**Отрывок текста**
┄┄┄┄┄┄┄┄┄┄
Из степей Казахстана повторяющимися волнами миграций сотни тысяч воинов-номадов попадали на запад, в

центры ислама. А это – огузы-сельджуки, печенеги, команы и др. Уже в 10-14 вв. в мусульманском мире тюрки имели прочную репутацию «людей меча» (как арабы-бедуины и берберы), своеобразной касты наследственных воинов, из которых выдвигались великие полководцы, строители империй, султаны. Наиболее яркие примеры – сельджукский султан Тогрул-бек, падишах Махмуд Газневи, мамлюкский султан Бейбарс, золотоордынский султан Узбек Мухаммед, великий эмир Тимур Гураган и др. В мусульманском мире был высок спрос на рабов тюркского происхождения, которые служили при дворах султанов, выступали защитой престола и ударной силой в ходе военных завоеваний по расширению границ Дар ал-ислама.

В целом, испокон веков сильно милитаризированный мир Великой Степи вплоть до окончательного «умиротворения» царизмом к 80-м гг. ХIХ в. представлял собой страну рыцарей и воинов («ахл ал джихад»), где веками текла реками кровь мучеников-шахидов. Если же брать этническую территорию казахов за пределами Российской империи, то инерция войны за веру и свободу сохранялась до 50-х гг. ХХ в., пока китайцами не был схвачен и казнен «последний могикан», самый последний казахский моджахед, организатор мусульманского сопротивления китайской и советской экспансии в Восточном Туркестане великий Оспан-батыр (Осман Ислам-улы), которую историк Линда Бенсон назвала «золотой легендой казахов».
┄┄┄┄┄┄┄┄┄┄
**Что сделать**
Какую репутацию, согласно отрывку о тюркских воинах-кочевниках, тюрки имели в мусульманском мире в 10–14 вв.? Материалы к этому отрывку никакого отношения не имеют.

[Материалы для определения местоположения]
┄┄┄┄┄┄┄┄┄┄
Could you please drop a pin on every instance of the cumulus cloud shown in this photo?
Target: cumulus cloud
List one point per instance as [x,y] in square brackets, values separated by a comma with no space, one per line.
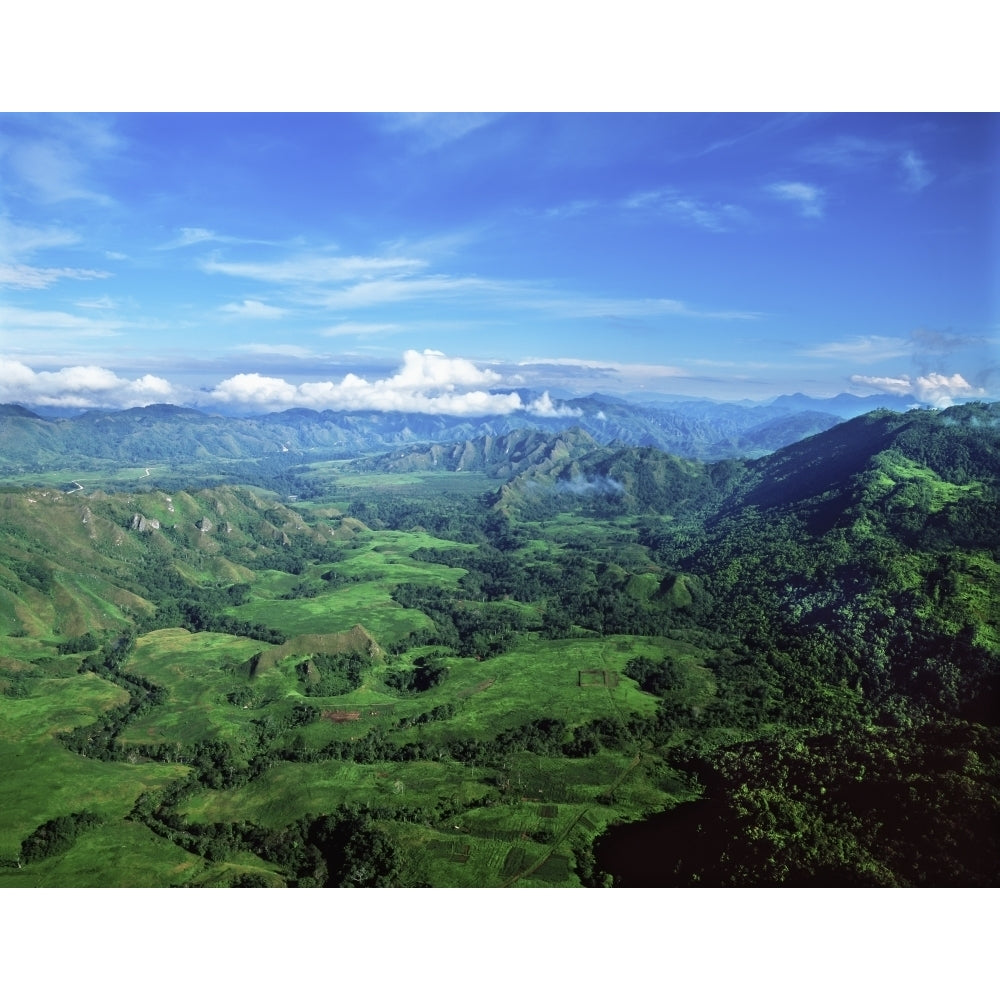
[544,407]
[808,197]
[936,389]
[427,382]
[253,309]
[81,386]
┄┄┄┄┄┄┄┄┄┄
**Ответ**
Тюрки имели прочную репутацию «людей меча», своеобразной касты наследственных воинов.